Quoted passage ::
□ □ □
For a brief time during the start of our courtship, I held centrestage in my hubby dear’s life, and she was relegated backstage. Knowing the hold she had over my hubby, Sout was quite happy to stay there, biding her time.
Post our marriage after a long courtship of 6 yrs, (9 yrs of knowing each other)though we were still delighted with each other’s company, it is rightly said that no man is an island, and gradually, our idyll was broken into by friends, family and assorted acquaintances.

This was when my Sout came back into her own.
She came on stage with a vengeance, while poor young wifey slogged in the kitchen to prove her culinary skills to friends, family et al.
Hubby would occasionally come in and hug me in the middle of my slicing and dicing, and swear that he loved me so much, but then, would go back to Sout, who would be preening in front of the guests.
Even when I came back all freshened up, to become the light of the party, I would still have to be nice to all our guests, but Sout needed to put a show on only for hubby dear’s eyes/interests. And while hubby dearest tried to remain loyal, his attention would inevitably stray...

To my irritation, even I could see she was so much more interesting than I was. Sout was a veritable library of topics- and could swiftly shift from one subject to another almost without a break, be it sports, movies, music or the perennial current affairs.

Initial days saw me being very gracious and sharing all the attention with my Sout. But gradually, I started realising that Sout certainly had no such compunctions. When Sout wanted to hog my hubby’s attentions, Sout didn’t give a d--- for me. Sout even started getting all our friends more interested in her than me. Some of our well-meaning female friends would occasionally give Sout the cold shoulder and one dear friend of mine actually ventured to say that Sout should shut her mouth and let the rest of us enjoy ourselves!

I couldn’t shut my eyes any longer. I had to come to terms with the unpalatable fact that hubby dear had fallen for another’s charms, and that too after just 2 years. (I could probably have -just probably-condoned a 7 year itch!) The weekends stopped being lazy, enjoyable days spent curled up cosily with our respective books or re-reading a much loved Wodehouse together. Sout thought nothing of interrupting our cosiness any time of the day, and once she started to hold sway, everything else was a blur to my hubby.

My nasty side started surfacing. I would be openly sarcastic and bring the conflict into the open. My hubby ’s reactions to my accusations went from- "Don’t be ridiculous!" to "Stop being so melodramatic!" to "You must be joking! Do you mean to tell me you are jealous of HER?!" and finally to a guilty, defensive "Everybody does it!!
□ □ □
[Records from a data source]
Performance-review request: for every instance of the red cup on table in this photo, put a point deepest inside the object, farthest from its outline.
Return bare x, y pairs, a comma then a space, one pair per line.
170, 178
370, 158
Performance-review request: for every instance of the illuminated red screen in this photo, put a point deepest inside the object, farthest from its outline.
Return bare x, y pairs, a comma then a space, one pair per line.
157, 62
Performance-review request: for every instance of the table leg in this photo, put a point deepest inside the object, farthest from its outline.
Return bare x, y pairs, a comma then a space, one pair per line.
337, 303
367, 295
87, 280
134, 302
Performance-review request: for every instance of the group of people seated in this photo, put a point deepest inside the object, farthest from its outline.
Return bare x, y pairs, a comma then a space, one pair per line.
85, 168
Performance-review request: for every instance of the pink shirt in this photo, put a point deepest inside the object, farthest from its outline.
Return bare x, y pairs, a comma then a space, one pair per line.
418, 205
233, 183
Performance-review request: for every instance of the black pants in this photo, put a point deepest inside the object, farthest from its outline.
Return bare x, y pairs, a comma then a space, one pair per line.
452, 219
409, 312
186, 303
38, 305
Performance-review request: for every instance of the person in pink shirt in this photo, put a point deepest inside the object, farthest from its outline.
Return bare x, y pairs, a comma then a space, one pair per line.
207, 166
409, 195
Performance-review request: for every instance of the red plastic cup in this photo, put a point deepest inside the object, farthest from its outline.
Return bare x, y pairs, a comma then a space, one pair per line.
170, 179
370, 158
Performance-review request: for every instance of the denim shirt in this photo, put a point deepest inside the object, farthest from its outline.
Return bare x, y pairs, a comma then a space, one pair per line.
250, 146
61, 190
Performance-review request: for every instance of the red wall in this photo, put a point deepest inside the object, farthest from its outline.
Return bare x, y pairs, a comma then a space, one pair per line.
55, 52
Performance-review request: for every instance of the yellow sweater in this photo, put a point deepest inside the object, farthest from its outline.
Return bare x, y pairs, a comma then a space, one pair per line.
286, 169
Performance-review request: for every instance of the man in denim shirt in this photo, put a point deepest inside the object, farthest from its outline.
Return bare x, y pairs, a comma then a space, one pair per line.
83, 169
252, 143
□ □ □
Task objective :: Return, word for word, the portion of the passage about Sout that opens with the words containing "She came on" and closes with "of the guests.".

Response ::
She came on stage with a vengeance, while poor young wifey slogged in the kitchen to prove her culinary skills to friends, family et al.
Hubby would occasionally come in and hug me in the middle of my slicing and dicing, and swear that he loved me so much, but then, would go back to Sout, who would be preening in front of the guests.